Top of EXCERPTED PASSAGE

The Most Fundamental Part of Marketing For Therapists.

The Most Fundamental Part of Marketing For Therapists.

You’ve finished school, you’ve got your license, you’ve started your own private practice. There’s just one thing to add – clients.

marketing hustle mug

Many education programs do not include how to market your practice.

But as your private practice experts, we’re here to help – and we have some tips from Daniel Wendler of Marketing for Therapists and Lisa Wozniak of Woz Marketing.

The good news is marketing doesn’t have to be hard. Often marketing gets a bad rap, but it shouldn’t. Talking to a prospective client to make a sale doesn’t have to be distasteful.

The most fundamental part of marketing as a therapist is to effectively communicate what you do and how it helps.

 “My number one tip when marketing your private practice is to get really clear on what your specialty will be. You have to determine what will make you stand apart in a crowd. In a busy marketing world where there are so many people screaming for attention, you have to determine what will make you stand out. Think of yourself as a search engine. If someone just types in “Therapist” the results will be overwhelming. But if someone is suffering from Anxiety, that’s what they will be typing in to Google. Whether or not their doctor has referred them to someone, they will begin to research on their own. The more you narrow down your niche, the more memorable you will become.”

– Lisa Wozniak,

So how do you find this niche? Think of the clients you love to have across from you. What are they like? (Male? Female? Age? Background?) What sort of issues do they generally have? (Anxiety? PTSD from sexual assault? Anorexia?) When you’ve thought about your favorite kind of client to work with, you’ve found your niche.

From there, marketing is easy as talking once you know what to say.

Bottom of EXCERPTED PASSAGE
Top of LISTED RECORDS

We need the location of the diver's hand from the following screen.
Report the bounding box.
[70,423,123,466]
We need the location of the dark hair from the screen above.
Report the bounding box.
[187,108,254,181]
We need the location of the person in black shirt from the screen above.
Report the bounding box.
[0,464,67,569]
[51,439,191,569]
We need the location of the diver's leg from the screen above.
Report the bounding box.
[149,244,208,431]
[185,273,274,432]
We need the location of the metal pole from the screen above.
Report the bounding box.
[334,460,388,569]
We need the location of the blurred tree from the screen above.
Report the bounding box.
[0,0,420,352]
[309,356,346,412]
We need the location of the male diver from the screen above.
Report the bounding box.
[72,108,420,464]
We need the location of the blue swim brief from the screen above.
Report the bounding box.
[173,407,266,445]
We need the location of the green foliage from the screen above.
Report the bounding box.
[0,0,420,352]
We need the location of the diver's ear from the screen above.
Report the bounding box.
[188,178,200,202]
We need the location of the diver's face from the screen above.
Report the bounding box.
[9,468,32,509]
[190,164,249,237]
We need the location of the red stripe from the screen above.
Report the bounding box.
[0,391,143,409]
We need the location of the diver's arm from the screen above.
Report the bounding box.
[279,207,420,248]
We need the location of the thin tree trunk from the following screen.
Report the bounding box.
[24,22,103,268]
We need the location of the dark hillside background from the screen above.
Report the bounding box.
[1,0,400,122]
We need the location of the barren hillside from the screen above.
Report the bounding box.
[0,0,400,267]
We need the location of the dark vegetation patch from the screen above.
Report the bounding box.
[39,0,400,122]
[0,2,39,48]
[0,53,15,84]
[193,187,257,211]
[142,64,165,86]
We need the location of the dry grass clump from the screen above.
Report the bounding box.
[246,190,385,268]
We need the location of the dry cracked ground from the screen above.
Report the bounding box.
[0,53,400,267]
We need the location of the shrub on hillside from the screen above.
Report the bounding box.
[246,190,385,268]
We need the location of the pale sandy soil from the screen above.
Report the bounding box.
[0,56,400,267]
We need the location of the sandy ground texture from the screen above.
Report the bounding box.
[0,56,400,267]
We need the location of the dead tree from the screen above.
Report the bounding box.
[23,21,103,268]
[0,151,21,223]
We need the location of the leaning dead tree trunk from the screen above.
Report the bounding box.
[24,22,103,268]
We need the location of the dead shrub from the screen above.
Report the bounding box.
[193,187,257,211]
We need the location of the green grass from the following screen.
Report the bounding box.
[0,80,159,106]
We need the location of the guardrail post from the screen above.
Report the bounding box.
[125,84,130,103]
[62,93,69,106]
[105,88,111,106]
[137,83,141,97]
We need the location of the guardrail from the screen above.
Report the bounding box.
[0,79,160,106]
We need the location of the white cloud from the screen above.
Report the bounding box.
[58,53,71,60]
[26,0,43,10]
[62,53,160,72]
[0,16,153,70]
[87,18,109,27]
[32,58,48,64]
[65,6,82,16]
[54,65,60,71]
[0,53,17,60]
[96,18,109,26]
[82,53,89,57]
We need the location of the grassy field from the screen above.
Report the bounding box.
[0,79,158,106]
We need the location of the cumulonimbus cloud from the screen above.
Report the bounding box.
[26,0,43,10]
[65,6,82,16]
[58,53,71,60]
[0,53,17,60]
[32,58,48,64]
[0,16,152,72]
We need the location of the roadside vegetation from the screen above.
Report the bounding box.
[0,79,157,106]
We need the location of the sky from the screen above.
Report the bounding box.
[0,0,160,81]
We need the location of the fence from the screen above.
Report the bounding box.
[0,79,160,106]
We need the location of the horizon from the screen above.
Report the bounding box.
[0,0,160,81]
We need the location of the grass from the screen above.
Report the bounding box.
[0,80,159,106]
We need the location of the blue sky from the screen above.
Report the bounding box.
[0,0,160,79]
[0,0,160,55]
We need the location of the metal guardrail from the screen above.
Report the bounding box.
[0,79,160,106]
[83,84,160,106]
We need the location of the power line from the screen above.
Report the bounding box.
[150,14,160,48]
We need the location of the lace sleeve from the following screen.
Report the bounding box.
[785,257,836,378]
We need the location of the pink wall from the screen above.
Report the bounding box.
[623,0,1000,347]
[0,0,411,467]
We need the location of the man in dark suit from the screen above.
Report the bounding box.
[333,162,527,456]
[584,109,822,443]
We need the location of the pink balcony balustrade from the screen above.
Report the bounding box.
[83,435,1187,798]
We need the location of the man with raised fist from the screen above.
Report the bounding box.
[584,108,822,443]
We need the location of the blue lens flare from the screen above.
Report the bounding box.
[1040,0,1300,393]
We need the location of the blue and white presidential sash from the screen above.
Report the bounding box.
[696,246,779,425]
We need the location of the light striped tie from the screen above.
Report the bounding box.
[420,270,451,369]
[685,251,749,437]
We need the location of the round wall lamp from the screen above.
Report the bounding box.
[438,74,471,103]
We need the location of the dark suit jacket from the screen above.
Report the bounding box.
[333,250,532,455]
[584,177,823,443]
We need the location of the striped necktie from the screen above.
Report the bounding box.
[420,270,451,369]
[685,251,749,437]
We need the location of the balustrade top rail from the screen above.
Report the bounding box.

Bottom of LISTED RECORDS

YOUR ASSIGNMENT: Copy the therapist marketing article verbatim, beginning at the words "Many education programs" and stopping after "to be distasteful.". The listing plays no part in this work.

EXPECTED ANSWER:
Many education programs do not include how to market your practice.

But as your private practice experts, we’re here to help – and we have some tips from Daniel Wendler of Marketing for Therapists and Lisa Wozniak of Woz Marketing.

The good news is marketing doesn’t have to be hard. Often marketing gets a bad rap, but it shouldn’t. Talking to a prospective client to make a sale doesn’t have to be distasteful.